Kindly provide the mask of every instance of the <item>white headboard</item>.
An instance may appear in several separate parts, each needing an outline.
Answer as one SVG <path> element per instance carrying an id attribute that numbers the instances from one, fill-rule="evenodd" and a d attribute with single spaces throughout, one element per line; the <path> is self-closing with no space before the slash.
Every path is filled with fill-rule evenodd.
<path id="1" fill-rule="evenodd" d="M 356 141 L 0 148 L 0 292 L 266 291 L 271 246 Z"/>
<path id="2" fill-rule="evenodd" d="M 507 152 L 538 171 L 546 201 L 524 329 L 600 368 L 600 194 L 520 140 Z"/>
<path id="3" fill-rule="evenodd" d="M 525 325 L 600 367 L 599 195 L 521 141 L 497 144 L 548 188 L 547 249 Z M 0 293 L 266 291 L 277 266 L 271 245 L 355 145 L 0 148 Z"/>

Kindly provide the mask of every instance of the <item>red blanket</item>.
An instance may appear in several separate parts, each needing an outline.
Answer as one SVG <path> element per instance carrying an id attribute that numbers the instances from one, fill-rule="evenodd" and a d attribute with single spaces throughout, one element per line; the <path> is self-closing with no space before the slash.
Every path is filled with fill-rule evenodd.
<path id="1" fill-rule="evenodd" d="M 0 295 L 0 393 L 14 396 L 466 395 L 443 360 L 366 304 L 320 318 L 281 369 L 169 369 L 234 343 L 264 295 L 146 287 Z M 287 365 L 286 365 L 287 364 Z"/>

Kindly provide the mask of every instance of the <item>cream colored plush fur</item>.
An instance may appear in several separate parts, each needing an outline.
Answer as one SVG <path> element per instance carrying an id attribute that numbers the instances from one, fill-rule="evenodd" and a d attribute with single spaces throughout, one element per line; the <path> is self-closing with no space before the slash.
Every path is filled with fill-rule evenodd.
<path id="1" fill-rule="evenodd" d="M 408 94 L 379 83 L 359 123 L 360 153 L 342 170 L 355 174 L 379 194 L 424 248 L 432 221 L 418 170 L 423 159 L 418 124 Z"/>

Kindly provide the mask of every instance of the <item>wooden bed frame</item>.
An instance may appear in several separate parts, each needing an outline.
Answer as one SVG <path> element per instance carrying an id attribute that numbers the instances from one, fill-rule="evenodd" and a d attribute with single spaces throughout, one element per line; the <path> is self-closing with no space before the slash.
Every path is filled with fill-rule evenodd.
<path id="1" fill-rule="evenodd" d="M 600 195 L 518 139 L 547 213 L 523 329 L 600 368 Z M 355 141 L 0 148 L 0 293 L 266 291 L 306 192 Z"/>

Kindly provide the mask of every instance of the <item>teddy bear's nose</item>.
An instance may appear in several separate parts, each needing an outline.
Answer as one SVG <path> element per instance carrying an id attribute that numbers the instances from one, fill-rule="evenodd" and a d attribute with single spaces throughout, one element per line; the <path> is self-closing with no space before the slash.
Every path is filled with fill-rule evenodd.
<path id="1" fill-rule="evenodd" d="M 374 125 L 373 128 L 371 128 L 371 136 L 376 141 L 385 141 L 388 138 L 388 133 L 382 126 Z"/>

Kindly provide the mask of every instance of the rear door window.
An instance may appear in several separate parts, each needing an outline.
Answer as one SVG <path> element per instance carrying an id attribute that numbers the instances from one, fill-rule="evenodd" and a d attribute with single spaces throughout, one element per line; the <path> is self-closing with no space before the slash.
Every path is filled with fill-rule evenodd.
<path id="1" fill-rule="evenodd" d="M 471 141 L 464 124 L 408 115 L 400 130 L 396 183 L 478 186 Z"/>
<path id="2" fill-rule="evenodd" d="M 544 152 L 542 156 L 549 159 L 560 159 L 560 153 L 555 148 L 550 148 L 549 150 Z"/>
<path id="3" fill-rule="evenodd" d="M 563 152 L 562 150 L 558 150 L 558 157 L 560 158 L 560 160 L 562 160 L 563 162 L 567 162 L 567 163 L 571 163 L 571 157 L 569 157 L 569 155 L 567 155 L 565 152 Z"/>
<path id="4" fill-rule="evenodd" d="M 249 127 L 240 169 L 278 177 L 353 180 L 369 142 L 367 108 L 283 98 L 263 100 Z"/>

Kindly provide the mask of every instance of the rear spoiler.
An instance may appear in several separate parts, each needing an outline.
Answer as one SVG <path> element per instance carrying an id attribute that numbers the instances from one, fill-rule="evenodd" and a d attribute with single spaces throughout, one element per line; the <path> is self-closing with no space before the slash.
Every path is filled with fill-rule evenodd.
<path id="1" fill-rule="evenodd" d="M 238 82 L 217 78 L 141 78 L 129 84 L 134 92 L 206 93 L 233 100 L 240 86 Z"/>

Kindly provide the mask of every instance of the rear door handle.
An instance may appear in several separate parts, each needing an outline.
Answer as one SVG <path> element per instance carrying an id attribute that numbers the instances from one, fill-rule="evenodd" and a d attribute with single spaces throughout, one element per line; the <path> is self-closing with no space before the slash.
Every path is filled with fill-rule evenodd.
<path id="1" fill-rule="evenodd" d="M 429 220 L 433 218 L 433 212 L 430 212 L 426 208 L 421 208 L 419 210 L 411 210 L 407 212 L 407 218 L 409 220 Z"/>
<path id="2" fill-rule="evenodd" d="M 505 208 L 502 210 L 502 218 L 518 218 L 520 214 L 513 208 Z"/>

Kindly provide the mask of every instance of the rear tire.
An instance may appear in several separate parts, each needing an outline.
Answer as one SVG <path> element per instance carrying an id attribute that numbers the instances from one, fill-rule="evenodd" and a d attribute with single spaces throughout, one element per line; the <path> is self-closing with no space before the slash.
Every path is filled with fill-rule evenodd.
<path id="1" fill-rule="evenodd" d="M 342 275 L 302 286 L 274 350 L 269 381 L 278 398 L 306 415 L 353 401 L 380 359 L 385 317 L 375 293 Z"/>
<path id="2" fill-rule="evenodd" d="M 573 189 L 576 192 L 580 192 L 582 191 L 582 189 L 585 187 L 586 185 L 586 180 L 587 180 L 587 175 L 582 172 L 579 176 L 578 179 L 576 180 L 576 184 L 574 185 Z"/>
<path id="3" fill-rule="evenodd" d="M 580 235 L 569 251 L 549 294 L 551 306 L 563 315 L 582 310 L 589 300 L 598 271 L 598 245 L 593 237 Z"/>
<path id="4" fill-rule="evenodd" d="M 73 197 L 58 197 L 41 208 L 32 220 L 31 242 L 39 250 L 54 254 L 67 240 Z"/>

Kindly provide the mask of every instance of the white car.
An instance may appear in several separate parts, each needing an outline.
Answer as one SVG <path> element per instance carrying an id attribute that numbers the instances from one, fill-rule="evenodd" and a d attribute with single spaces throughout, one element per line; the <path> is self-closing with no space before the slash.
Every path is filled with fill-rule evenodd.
*-*-*
Exercise brief: Could I ask you to return the records exactly and in full?

Answer space:
Kindly provide the mask of every instance of the <item>white headboard</item>.
An instance may appear in several separate parts, each needing an outline.
Answer as one SVG <path> element per instance carrying an id attribute that numbers the instances from one, fill-rule="evenodd" and a d attribute with single spaces throughout, one element per line; the <path> is self-closing with no space before the slash.
Every path is filled with fill-rule evenodd.
<path id="1" fill-rule="evenodd" d="M 356 141 L 0 148 L 0 292 L 266 291 L 271 246 Z"/>
<path id="2" fill-rule="evenodd" d="M 507 152 L 538 171 L 546 201 L 524 329 L 600 368 L 600 194 L 520 140 Z"/>
<path id="3" fill-rule="evenodd" d="M 525 325 L 600 367 L 599 195 L 521 141 L 497 144 L 548 188 L 547 249 Z M 0 293 L 266 291 L 277 266 L 271 245 L 355 145 L 0 148 Z"/>

Kindly provide the mask of every instance of the <item>red blanket</item>.
An instance may appear in several separate parts, each needing an outline.
Answer as one SVG <path> element per instance carrying an id attribute that numbers the instances from one, fill-rule="evenodd" and a d attribute with single spaces throughout, one element per line; the <path> is self-closing with no space before the slash.
Every path is filled with fill-rule evenodd.
<path id="1" fill-rule="evenodd" d="M 0 295 L 0 393 L 14 396 L 466 395 L 443 360 L 366 304 L 320 318 L 281 369 L 169 369 L 234 343 L 264 295 L 146 287 Z M 287 365 L 286 365 L 287 364 Z"/>

Kindly provide the mask of every instance of the <item>cream colored plush fur</item>.
An instance may appear in several separate parts, each needing an outline.
Answer as one SVG <path> element per instance carrying an id attribute that numbers the instances from one, fill-rule="evenodd" and a d attribute with single spaces throughout, one element per line; the <path> is self-closing with no space before the slash.
Every path is filled with fill-rule evenodd.
<path id="1" fill-rule="evenodd" d="M 408 94 L 379 83 L 359 123 L 360 153 L 342 170 L 355 174 L 379 194 L 424 248 L 432 221 L 418 170 L 423 159 L 418 124 Z"/>

Kindly provide the mask of every instance of the <item>wooden bed frame</item>.
An instance may appear in several separate parts, each needing an outline.
Answer as one SVG <path> element per instance carrying an id attribute that numbers the instances from one, fill-rule="evenodd" and a d attribute with single spaces throughout, one element per line; the <path> is self-closing with no space before the slash.
Every path is filled with fill-rule evenodd.
<path id="1" fill-rule="evenodd" d="M 600 195 L 518 139 L 547 213 L 523 329 L 600 368 Z M 355 141 L 0 148 L 0 293 L 266 291 L 306 192 Z"/>

Kindly provide the mask of every instance of the <item>teddy bear's nose</item>.
An instance may appear in several separate parts, each needing an outline.
Answer as one SVG <path> element per instance carrying an id attribute that numbers the instances from one, fill-rule="evenodd" and a d attribute with single spaces throughout, one element per line; the <path> is self-closing with no space before the slash.
Every path is filled with fill-rule evenodd.
<path id="1" fill-rule="evenodd" d="M 374 125 L 373 128 L 371 128 L 371 136 L 376 141 L 385 141 L 388 138 L 388 133 L 382 126 Z"/>

Kindly provide the mask of every instance of the rear door window.
An instance may appear in several separate parts, each needing an outline.
Answer as one SVG <path> element per instance carrying an id attribute that numbers the instances from one, fill-rule="evenodd" and a d attribute with single spaces throughout, one element per line; the <path> is self-closing with no space before the slash.
Every path is filled with fill-rule evenodd.
<path id="1" fill-rule="evenodd" d="M 471 141 L 464 124 L 408 115 L 400 130 L 396 183 L 478 186 Z"/>
<path id="2" fill-rule="evenodd" d="M 544 152 L 542 156 L 549 159 L 560 159 L 560 153 L 555 148 L 550 148 L 549 150 Z"/>
<path id="3" fill-rule="evenodd" d="M 563 152 L 562 150 L 558 150 L 558 157 L 560 158 L 560 160 L 562 160 L 563 162 L 567 162 L 567 163 L 571 163 L 571 157 L 569 157 L 569 155 L 567 155 L 565 152 Z"/>
<path id="4" fill-rule="evenodd" d="M 249 127 L 240 169 L 278 177 L 353 180 L 369 142 L 367 108 L 283 98 L 263 100 Z"/>

Kindly provide the mask of every instance of the rear spoiler.
An instance may appear in several separate parts, each needing an outline.
Answer as one SVG <path> element per instance carrying an id attribute that numbers the instances from one, fill-rule="evenodd" and a d attribute with single spaces throughout, one element per line; the <path> is self-closing with no space before the slash.
Every path is filled with fill-rule evenodd.
<path id="1" fill-rule="evenodd" d="M 238 82 L 217 78 L 141 78 L 129 84 L 134 92 L 206 93 L 233 100 L 240 86 Z"/>

Kindly provide the mask of every instance of the rear door handle.
An instance may appear in several separate parts, each needing an outline.
Answer as one SVG <path> element per instance carrying an id attribute that numbers the instances from one, fill-rule="evenodd" and a d attribute with single spaces throughout, one element per line; the <path> is self-closing with no space before the slash.
Every path is filled with fill-rule evenodd.
<path id="1" fill-rule="evenodd" d="M 429 220 L 433 218 L 433 212 L 430 212 L 426 208 L 421 208 L 419 210 L 411 210 L 407 212 L 407 218 L 409 220 Z"/>
<path id="2" fill-rule="evenodd" d="M 505 208 L 502 210 L 502 218 L 518 218 L 520 214 L 513 208 Z"/>

Kindly provide the mask of every instance of the rear tire.
An instance may appear in several separate parts, each needing an outline.
Answer as one SVG <path> element per instance carrying an id attribute that numbers the instances from one, fill-rule="evenodd" and a d attribute with single spaces throughout, one element per line; the <path> is self-closing with no space before the slash.
Every path is filled with fill-rule evenodd.
<path id="1" fill-rule="evenodd" d="M 342 275 L 302 286 L 274 350 L 269 381 L 278 398 L 306 415 L 353 401 L 380 359 L 385 317 L 375 293 Z"/>
<path id="2" fill-rule="evenodd" d="M 573 189 L 576 192 L 580 192 L 582 191 L 582 189 L 585 187 L 586 185 L 586 180 L 587 180 L 587 175 L 582 172 L 579 176 L 578 179 L 576 180 L 576 184 L 574 185 Z"/>
<path id="3" fill-rule="evenodd" d="M 580 235 L 569 251 L 549 294 L 551 306 L 563 315 L 582 310 L 589 300 L 598 271 L 598 245 L 593 237 Z"/>
<path id="4" fill-rule="evenodd" d="M 73 197 L 58 197 L 41 208 L 32 220 L 31 242 L 39 250 L 54 254 L 67 240 Z"/>

Kindly provide the mask of every instance of the white car.
An instance may appear in several separate parts, each needing an outline.
Answer as one SVG <path> element per instance carrying an id attribute that numbers the instances from one, fill-rule="evenodd" and a d attribute with single spaces throughout, one element per line; the <path> is self-closing with no space before the slash.
Every path is filled with fill-rule evenodd.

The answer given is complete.